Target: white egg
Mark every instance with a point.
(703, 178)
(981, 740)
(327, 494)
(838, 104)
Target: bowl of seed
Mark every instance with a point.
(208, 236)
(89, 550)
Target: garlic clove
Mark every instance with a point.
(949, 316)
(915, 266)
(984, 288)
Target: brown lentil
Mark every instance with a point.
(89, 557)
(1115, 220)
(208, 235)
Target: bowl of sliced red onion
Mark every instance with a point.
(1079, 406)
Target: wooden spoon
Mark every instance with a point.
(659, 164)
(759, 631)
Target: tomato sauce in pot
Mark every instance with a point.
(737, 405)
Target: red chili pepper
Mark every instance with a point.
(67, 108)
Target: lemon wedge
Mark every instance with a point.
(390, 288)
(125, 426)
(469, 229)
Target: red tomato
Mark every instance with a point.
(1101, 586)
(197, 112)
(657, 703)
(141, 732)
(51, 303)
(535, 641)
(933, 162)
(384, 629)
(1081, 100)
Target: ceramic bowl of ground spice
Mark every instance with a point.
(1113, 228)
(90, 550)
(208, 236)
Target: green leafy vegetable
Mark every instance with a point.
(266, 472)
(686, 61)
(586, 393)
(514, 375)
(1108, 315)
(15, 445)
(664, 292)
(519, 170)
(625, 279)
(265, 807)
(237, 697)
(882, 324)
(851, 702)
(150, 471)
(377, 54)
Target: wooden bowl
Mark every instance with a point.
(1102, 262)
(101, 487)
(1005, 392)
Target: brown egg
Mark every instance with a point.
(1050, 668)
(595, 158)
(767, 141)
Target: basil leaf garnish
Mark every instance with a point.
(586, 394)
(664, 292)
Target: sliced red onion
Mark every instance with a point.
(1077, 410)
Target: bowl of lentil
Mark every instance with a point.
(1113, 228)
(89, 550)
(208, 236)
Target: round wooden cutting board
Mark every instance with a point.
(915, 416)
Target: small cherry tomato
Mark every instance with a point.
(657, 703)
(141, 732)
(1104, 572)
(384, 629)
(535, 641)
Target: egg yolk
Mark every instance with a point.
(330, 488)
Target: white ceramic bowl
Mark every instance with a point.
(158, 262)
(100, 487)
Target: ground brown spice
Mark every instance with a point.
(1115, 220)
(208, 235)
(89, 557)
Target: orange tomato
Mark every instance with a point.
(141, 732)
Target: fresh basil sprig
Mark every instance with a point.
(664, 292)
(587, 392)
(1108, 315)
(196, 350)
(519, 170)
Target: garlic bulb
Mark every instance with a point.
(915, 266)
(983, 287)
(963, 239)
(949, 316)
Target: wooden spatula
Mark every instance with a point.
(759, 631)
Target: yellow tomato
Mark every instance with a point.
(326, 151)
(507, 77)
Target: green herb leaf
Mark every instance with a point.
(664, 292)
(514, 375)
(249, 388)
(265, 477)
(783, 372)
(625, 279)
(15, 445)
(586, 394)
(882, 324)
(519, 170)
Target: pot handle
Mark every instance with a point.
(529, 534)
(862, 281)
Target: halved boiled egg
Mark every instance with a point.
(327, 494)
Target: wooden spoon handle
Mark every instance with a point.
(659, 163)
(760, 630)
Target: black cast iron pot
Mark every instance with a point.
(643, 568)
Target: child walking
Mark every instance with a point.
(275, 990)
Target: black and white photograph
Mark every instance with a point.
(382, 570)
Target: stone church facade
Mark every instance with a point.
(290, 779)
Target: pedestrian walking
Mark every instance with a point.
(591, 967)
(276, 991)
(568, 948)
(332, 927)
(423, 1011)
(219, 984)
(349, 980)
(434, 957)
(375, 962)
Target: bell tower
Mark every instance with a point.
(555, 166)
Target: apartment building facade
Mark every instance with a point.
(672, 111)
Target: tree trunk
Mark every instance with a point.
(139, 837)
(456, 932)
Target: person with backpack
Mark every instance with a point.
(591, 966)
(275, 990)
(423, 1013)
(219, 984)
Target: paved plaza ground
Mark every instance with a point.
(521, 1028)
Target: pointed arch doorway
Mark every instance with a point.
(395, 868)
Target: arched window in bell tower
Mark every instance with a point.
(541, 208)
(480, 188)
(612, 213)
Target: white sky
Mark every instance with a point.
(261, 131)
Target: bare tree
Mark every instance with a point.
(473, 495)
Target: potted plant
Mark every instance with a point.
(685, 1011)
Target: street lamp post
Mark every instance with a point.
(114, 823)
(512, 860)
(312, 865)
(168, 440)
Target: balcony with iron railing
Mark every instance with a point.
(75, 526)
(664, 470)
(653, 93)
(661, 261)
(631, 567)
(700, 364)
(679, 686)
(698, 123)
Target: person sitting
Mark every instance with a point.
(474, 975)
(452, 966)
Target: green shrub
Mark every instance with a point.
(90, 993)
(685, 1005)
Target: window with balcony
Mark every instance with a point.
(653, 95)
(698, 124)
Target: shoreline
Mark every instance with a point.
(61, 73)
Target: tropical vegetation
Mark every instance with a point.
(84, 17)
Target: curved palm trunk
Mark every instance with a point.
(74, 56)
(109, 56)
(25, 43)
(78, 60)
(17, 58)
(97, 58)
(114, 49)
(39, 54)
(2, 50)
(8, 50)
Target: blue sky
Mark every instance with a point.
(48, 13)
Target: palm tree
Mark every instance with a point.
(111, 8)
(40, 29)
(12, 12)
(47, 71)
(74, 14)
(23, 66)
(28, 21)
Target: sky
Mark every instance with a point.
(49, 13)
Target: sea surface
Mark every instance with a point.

────

**WAS VERLANGT IST**.
Schreibe alles von der Zeile mit „Target: paved plaza ground“ bis zum Ende der Einträge erneut ab und tausche dabei „balcony“ gegen „terrace“. Alles andere bleibt unverändert.

**ERGEBNIS DER AUFGABE**.
Target: paved plaza ground
Mark every instance with a point.
(521, 1028)
Target: pointed arch doorway
Mark every instance with a point.
(395, 868)
Target: arched window in bell tower
Mark every instance with a point.
(541, 208)
(480, 188)
(612, 213)
Target: white sky
Mark every instance with a point.
(261, 131)
Target: bare tree
Mark every instance with a point.
(473, 495)
Target: potted plant
Mark every instance with a point.
(685, 1011)
Target: street lamp post
Mark every instance with a point.
(114, 823)
(512, 860)
(312, 865)
(168, 440)
Target: terrace with iron railing
Mark every instance with a point.
(75, 526)
(664, 470)
(653, 93)
(661, 261)
(631, 567)
(700, 364)
(679, 686)
(698, 123)
Target: person sitting
Mark every instance with a point.
(474, 975)
(452, 966)
Target: green shrub
Mark every instance with a point.
(90, 993)
(685, 1005)
Target: window with terrace
Mark every instance with a point.
(653, 95)
(698, 124)
Target: shoreline
Mark every instance with a point.
(61, 73)
Target: tropical vegetation
Mark every instance with a point.
(84, 17)
Target: curved palm trunk
Mark every instance with a point.
(74, 56)
(109, 56)
(25, 43)
(78, 60)
(17, 58)
(97, 58)
(114, 49)
(39, 54)
(2, 50)
(8, 50)
Target: blue sky
Mark every instance with a point.
(48, 13)
Target: palm tree
Mark every instance with a point.
(111, 8)
(40, 29)
(12, 12)
(47, 71)
(74, 14)
(23, 66)
(28, 21)
Target: sky
Mark every instance with a point.
(49, 13)
Target: sea surface
Mark every instance with a point.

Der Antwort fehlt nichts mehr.